Copy out exactly every line from the line containing "Please locate the hanging" until the records below end, inclusive of both boundary lines.

-- begin --

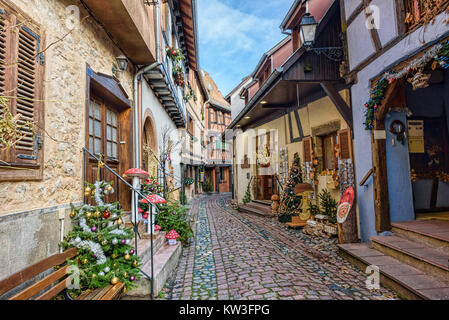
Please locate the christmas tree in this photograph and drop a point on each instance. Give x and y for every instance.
(290, 203)
(105, 255)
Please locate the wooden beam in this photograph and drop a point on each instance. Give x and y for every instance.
(381, 195)
(338, 101)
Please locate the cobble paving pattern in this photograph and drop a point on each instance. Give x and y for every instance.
(240, 256)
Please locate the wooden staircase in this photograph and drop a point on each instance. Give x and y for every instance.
(262, 208)
(165, 259)
(414, 261)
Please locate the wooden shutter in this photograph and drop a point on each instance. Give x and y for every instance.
(27, 74)
(345, 142)
(21, 80)
(308, 149)
(5, 71)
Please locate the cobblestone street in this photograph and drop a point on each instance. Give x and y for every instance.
(236, 255)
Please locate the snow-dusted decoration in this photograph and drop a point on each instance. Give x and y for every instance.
(98, 194)
(94, 247)
(84, 225)
(346, 174)
(118, 232)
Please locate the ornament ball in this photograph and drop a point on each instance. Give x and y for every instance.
(114, 280)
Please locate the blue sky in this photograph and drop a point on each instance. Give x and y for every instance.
(233, 35)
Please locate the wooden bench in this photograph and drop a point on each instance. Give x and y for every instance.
(53, 284)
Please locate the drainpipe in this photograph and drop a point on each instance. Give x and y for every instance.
(136, 135)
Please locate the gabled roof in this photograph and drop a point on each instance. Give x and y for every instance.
(238, 86)
(214, 94)
(268, 54)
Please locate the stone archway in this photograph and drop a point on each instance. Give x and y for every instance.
(149, 145)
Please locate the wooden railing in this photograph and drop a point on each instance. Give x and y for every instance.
(423, 11)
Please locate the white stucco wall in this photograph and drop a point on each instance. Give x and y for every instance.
(237, 103)
(161, 121)
(360, 94)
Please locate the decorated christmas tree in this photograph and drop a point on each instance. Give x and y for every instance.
(105, 255)
(247, 197)
(290, 204)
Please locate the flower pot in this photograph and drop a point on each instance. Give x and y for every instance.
(172, 242)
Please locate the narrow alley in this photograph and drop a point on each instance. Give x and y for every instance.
(237, 256)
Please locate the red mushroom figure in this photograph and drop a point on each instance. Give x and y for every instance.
(154, 198)
(171, 237)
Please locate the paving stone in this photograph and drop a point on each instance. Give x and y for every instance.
(259, 258)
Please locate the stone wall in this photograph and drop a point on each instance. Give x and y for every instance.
(28, 236)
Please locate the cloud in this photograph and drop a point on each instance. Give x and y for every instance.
(234, 35)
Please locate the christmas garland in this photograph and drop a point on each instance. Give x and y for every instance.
(438, 53)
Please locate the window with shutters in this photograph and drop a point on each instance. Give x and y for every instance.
(21, 82)
(307, 149)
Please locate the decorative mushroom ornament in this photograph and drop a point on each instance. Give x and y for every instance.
(171, 237)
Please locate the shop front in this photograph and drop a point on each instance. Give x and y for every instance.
(410, 139)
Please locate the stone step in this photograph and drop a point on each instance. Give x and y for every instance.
(144, 246)
(408, 282)
(265, 203)
(432, 232)
(248, 209)
(165, 262)
(417, 254)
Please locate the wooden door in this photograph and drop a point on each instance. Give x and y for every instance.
(103, 139)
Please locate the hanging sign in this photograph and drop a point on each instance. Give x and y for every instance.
(347, 199)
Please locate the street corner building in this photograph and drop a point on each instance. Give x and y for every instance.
(108, 86)
(352, 104)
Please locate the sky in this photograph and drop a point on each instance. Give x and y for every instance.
(234, 34)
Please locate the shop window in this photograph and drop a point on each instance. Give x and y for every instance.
(422, 11)
(22, 76)
(103, 130)
(328, 144)
(307, 149)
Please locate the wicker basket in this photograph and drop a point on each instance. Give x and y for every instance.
(330, 229)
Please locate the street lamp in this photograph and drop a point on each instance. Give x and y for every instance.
(307, 34)
(122, 62)
(307, 30)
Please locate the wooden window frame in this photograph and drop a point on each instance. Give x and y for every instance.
(17, 164)
(104, 106)
(333, 136)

-- end --

**SOLUTION**.
Please locate the hanging sign in this photograph and drop a point on each instance. Give x and y for every instance.
(347, 199)
Please locate the street corner building in this photograph and drop a point on each instance. Give x and y for every instance.
(108, 86)
(352, 104)
Please locate the sky in this photograph and drop a point on each instance. Give x and y for every instance.
(234, 34)
Please locate the shop window in this photograph and drop a point on each instance. Give x and y for every instance.
(422, 11)
(22, 76)
(103, 130)
(328, 144)
(307, 149)
Please locate the wicker basket in this photograph and drop a point on each instance. Give x and y for every instance.
(330, 229)
Please locate the street lamp in this photograph and drop a point on each instance. Give x and y for every instance.
(307, 34)
(122, 62)
(307, 30)
Please locate the wooden window frame in this photograph and drop a point on each instance. Give x and y for every instance.
(17, 164)
(104, 106)
(333, 136)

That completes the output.